___ Document ___
# Anyone who has been in the "fish business"...



## hXcChic22 (Dec 26, 2009)

Have you ever seen this fish available for purchasing/distributing/etc.? Because I believe I just bought two of them from a local pet store, and not only do they not fit the descriptions of any other loach (hence why I think they are this species) but one of them also exceeds the "maximum size" by an inch to an inch and a half. Of course, the article hasn't been updated in about 5 years. 

http://www.loaches.com/species-index/nemacheilus-elegantissimus


----------



## arch aquatics (Feb 28, 2012)

Not on any of my import lists


----------



## grogan (Jan 23, 2011)

Hmmm Ill check our list when Im in the shop tomorrow.


----------



## TheOldSalt (Jan 28, 2005)

Pretty fishie! Never saw one.


----------



## hXcChic22 (Dec 26, 2009)

The picture on loaches.com has some weird lighting going on. It's the only one like that I can find via google images... the rest of them look like this one (which is what our little dudes look like).


----------



## lohachata (Jan 27, 2006)

there are a whole slew of loaches that look like that...there is a place on the west coast that brings in a lot of different ones which is probably where your shop bought them...
i have only seen a few pictures of them.....personally i think they were mislabeled...


----------



## Ponera (Oct 31, 2011)

Some groups of cyprinid have a strong habit of looking alike. I've encountered this in a type of lizard before, where they can be so morphologically conservative that coloration, even pattern, mean nothing.

Edit: and don't even get me started about salamanders and newts...their species complexes make even the most educated about specifically them pull their hair out.


----------
___ Given data ___
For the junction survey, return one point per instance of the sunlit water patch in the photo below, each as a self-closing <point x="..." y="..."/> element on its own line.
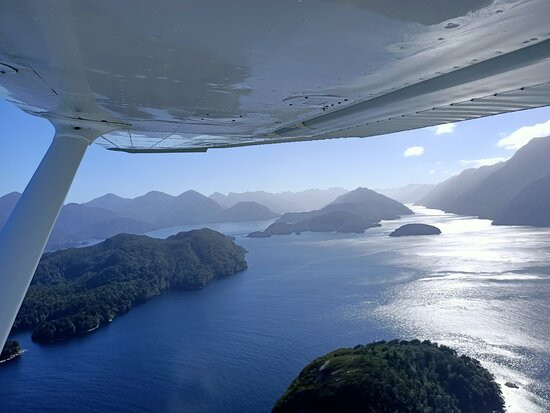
___
**Instructions to follow**: Summarize the loach thread above in exactly two sentences.

**Output**: The original poster thinks two loaches bought from a local pet store are the species on a linked loaches.com page, with one an inch to an inch and a half over its listed maximum size, and asks whether anyone has seen this fish for sale. Replies say it is on no import lists and has never been seen, and that it will be checked on a shop list; others suggest many loaches look alike and the fish were likely mislabeled, and note that some cyprinid groups resemble each other closely.